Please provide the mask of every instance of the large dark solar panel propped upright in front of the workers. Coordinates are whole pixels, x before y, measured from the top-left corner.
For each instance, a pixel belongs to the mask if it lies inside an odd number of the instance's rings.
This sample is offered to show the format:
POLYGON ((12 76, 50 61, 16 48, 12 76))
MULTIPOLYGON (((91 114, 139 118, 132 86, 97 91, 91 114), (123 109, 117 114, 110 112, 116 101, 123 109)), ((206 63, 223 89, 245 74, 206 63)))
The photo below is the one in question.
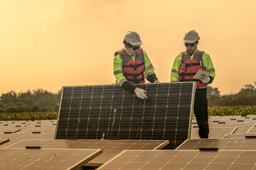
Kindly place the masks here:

| WHAT THE EXERCISE ASKS |
Output a verbatim copy of the lines from the line containing "POLYGON ((12 76, 50 61, 16 48, 12 76))" through the end of the data, both included, without any images.

| WRITTEN RESPONSE |
POLYGON ((12 76, 50 61, 16 48, 12 76))
MULTIPOLYGON (((91 114, 139 118, 132 86, 97 91, 91 114), (123 109, 117 114, 110 112, 116 101, 123 109)), ((206 63, 223 89, 245 74, 206 63)))
The photo below is the one in question.
Kindly place the masks here:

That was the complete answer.